_PASSAGE FOR REVIEW:_
== Segment start ==
[gpaw-users] LCAO mode for Zeolite

Ask Hjorth Larsen asklarsen at gmail.com
Fri Jul 13 15:01:06 CEST 2012


Hi

2012/7/13 Juho Arjoranta <juho.arjoranta at helsinki.fi>:
> Lainaus "Ask Hjorth Larsen" <asklarsen at gmail.com>:
>
>> Dear Baldissin
>>
>> 2012/7/12 baldissin <baldissin at yahoo.it>:
>>> Dear gpaw users
>>>
>>> I am calculating the site preference of Al substitution in zeolite.
>>> Unit cells are massive ( 20x20x13 Ang ). My idea is using LCAO mode.
>>> I am wondering if the method is accurate enough to discriminate energy
>>> with difference of some meV (5-20).
>>> any opinion?
== Segment end ==
_EXCERPTED DATA:_
== Segment start ==
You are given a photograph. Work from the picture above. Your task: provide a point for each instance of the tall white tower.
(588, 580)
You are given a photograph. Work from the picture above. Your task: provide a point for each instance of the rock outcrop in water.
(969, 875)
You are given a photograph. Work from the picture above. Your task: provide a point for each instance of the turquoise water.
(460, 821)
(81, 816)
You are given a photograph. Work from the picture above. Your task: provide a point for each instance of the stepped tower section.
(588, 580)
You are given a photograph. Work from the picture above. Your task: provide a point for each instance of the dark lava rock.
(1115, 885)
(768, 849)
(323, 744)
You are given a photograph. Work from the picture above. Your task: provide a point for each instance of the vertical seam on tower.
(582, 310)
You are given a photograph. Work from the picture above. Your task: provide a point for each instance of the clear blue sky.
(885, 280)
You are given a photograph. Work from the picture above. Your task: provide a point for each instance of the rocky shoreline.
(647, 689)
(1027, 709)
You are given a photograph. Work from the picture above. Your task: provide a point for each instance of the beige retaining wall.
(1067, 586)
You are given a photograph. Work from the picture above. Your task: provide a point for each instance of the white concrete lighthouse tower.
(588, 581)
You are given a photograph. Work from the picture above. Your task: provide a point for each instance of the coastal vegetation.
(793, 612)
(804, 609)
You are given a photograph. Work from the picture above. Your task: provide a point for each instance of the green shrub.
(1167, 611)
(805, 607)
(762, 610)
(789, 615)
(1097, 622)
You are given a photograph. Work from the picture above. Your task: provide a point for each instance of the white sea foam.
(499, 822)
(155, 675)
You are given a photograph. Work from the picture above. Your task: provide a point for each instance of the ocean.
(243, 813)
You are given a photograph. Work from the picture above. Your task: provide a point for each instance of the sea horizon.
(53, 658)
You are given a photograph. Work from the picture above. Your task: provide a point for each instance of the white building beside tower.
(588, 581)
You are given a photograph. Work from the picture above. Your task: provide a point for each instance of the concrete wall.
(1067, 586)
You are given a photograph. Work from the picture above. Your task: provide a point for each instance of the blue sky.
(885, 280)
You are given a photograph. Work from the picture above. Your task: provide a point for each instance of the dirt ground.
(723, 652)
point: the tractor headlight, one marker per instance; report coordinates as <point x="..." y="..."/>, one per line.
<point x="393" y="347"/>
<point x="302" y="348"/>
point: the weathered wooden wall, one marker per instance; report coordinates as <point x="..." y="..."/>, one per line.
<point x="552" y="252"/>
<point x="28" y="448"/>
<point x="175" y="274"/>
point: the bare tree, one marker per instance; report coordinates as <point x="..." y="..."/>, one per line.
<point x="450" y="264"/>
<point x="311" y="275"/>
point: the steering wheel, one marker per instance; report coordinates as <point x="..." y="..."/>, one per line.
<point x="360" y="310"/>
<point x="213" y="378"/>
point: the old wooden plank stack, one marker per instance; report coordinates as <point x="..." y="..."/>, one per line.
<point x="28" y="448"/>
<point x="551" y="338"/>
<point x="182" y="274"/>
== Segment end ==
_QUESTIONS:_
(A) In the mailing-list post, what size are the zeolite unit cells said to be?
(B) Duplicate the stretch of the mailing-list post from "2012/7/13 Juho Arjoranta" through "substitution in zeolite.".
(C) In the mailing-list post, what doubt does the quoted writer raise about LCAO mode for the zeolite calculation? Answer in one to three sentences.
The data above are separate material, unrelated to the mailing-list post.

_ANSWERS FOR THIS EXERCISE:_
(A) 20x20x13 Ang

(B)
2012/7/13 Juho Arjoranta <juho.arjoranta at helsinki.fi>:
> Lainaus "Ask Hjorth Larsen" <asklarsen at gmail.com>:
>
>> Dear Baldissin
>>
>> 2012/7/12 baldissin <baldissin at yahoo.it>:
>>> Dear gpaw users
>>>
>>> I am calculating the site preference of Al substitution in zeolite.

(C) The writer is calculating the site preference of Al substitution in zeolite and wants to use LCAO mode. They ask whether the method is accurate enough to discriminate energy differences of some meV (5-20).